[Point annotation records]

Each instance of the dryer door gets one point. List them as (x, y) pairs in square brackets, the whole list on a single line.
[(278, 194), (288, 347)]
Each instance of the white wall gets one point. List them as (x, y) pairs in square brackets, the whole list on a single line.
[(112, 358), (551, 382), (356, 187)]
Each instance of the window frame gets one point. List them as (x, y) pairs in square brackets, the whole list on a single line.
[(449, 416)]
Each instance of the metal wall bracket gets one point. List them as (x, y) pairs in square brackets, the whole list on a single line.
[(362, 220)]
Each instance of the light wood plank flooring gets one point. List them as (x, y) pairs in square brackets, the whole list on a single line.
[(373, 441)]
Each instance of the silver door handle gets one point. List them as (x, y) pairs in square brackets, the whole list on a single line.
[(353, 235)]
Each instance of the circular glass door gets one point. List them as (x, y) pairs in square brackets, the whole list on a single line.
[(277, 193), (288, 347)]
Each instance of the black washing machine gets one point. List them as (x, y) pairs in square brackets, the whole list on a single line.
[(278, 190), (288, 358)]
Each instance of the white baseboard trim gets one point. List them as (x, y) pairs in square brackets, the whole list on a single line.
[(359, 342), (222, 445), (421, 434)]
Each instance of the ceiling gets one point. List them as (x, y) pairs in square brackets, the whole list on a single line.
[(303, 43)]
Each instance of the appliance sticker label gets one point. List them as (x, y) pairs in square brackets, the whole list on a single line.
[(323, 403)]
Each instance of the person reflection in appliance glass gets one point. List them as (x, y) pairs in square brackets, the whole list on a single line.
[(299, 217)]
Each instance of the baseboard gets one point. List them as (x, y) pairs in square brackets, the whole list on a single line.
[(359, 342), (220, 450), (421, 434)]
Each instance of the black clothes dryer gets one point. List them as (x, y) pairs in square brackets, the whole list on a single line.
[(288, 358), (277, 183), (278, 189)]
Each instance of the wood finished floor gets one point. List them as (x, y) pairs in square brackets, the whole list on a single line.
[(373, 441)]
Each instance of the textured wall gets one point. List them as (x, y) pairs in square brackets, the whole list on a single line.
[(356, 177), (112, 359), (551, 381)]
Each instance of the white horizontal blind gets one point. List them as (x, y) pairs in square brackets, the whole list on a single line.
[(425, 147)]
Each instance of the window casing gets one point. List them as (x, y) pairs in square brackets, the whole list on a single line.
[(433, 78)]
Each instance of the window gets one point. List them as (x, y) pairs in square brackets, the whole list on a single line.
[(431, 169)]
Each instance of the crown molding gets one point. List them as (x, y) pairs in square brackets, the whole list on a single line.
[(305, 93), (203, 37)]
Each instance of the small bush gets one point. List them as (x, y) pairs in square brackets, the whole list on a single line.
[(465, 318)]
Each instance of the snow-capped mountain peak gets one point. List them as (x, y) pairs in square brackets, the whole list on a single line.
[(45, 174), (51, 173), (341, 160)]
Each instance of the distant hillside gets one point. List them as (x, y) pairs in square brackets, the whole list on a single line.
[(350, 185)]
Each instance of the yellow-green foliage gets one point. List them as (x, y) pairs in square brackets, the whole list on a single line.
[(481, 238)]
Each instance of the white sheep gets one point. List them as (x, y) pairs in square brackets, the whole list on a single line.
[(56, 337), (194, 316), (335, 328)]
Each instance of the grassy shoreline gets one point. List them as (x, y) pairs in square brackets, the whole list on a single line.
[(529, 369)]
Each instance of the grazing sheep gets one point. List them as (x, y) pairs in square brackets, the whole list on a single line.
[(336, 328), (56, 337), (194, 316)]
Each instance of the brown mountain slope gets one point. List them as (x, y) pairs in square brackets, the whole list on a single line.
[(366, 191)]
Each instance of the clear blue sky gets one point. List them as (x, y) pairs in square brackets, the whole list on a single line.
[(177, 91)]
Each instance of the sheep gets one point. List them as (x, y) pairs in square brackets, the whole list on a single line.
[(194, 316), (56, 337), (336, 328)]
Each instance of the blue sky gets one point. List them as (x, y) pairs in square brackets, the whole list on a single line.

Problem description: Can you reproduce, word for word, everything in the records above from the line containing "Each instance of the brown" down to the line containing "[(177, 91)]", with both of those lines included?

The completed task:
Each instance of the brown mountain slope gets one point. List them as (x, y) pairs in square brackets, the whole list on a single line.
[(366, 191)]
Each instance of the clear blue sky gets one point. List them as (x, y) pairs in square brackets, the whole list on a single line.
[(177, 91)]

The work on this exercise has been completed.